▶ What you are asked to do
Write every record out again exactly as given.

Labeled-object pointing entries
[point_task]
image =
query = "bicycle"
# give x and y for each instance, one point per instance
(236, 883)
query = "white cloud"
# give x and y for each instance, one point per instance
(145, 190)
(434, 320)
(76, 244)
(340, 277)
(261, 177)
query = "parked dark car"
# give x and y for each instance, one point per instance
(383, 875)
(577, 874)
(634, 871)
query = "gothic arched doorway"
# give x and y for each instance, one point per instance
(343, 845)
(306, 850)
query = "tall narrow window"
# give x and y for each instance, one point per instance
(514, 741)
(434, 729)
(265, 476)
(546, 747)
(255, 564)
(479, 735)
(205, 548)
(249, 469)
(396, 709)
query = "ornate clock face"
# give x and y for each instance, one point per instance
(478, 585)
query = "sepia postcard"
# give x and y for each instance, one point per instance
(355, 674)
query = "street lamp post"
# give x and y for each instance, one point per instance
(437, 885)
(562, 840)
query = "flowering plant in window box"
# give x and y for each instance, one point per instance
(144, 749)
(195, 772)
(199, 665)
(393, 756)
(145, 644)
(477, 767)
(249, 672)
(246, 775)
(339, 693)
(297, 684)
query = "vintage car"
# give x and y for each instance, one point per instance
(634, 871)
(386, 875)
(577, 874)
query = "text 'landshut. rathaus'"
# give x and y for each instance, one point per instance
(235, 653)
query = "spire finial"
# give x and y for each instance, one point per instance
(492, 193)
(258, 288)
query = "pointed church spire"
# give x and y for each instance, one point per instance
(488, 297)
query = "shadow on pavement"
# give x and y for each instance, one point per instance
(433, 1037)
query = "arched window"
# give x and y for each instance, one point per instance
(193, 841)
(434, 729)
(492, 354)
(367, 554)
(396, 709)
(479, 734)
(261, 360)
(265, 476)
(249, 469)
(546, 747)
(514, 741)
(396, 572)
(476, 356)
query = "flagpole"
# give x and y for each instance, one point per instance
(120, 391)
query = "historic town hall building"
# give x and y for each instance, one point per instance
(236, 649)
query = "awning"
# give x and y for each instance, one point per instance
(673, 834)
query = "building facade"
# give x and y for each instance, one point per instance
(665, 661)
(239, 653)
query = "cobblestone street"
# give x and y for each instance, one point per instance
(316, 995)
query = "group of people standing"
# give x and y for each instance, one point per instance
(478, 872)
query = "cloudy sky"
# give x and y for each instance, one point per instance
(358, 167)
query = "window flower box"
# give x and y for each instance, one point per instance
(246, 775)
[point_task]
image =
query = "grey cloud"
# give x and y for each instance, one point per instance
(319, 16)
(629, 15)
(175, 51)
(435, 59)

▶ Problem solution
[point_task]
image =
query = "bicycle"
# give x and y for each instance, one point per instance
(236, 883)
query = "white cloud"
# give x and y for each instance, one point per instance
(145, 190)
(434, 320)
(76, 244)
(340, 277)
(261, 177)
query = "parked dark car"
# give x and y for each instance, one point per instance
(383, 875)
(577, 874)
(634, 871)
query = "gothic arched doorway"
# give x and y for each instance, one point per instance
(343, 845)
(306, 850)
query = "tall narrow window"
# give x and y for each instance, one point per instance
(514, 741)
(434, 729)
(265, 476)
(546, 747)
(255, 564)
(479, 735)
(205, 548)
(249, 469)
(396, 709)
query = "ornate clock face"
# give x and y for each instance, one point per instance
(478, 585)
query = "sepia postcard"
# give x and y for each instance, one point per instance
(355, 674)
query = "street lamp post"
# give x and y for each instance, one point per instance
(437, 885)
(562, 840)
query = "flowering plant in window box"
# give x and y for each instance, one point per instance
(144, 749)
(195, 772)
(199, 665)
(393, 756)
(145, 644)
(477, 767)
(249, 672)
(246, 775)
(339, 693)
(297, 684)
query = "vintage car"
# give x and y for each instance, one point per instance
(634, 871)
(386, 875)
(577, 874)
query = "text 'landshut. rathaus'"
# give x and y for each instance, one point per instance
(235, 653)
query = "spire finial"
# give x and y for each instance, one point per instance
(492, 193)
(258, 288)
query = "pointed church spire"
# give x and y for each instance, one point per instance
(488, 297)
query = "shadow on pavement"
# give x and y for each instance, one point per instance
(433, 1037)
query = "arched window"
# give x and y for each instance, one point per instance
(193, 841)
(434, 729)
(492, 354)
(367, 554)
(396, 709)
(479, 734)
(261, 360)
(265, 476)
(249, 469)
(546, 747)
(514, 741)
(396, 572)
(476, 356)
query = "flagpole"
# give x and y for each instance, one point per instance
(120, 391)
query = "historic town hall building"
# give x and y for each instance, one point per instance
(236, 649)
query = "awning"
# give x and y for each instance, one point per instance
(673, 834)
query = "building facade"
# give x and y for each instance, one point per instance
(665, 661)
(239, 653)
query = "cobblestone street"
# give x and y for each instance, one point per instance
(316, 995)
query = "group of people standing"
# give x and y for each instance, one point per instance
(478, 872)
query = "cloudy sky"
# give x and y for each instance, one point per instance
(358, 167)
query = "window flower box"
# give x and y for each instance, one point per instance
(246, 775)
[point_task]
image =
query = "grey cloud"
# give x and y for each instance, one point per instance
(319, 16)
(629, 15)
(175, 51)
(435, 59)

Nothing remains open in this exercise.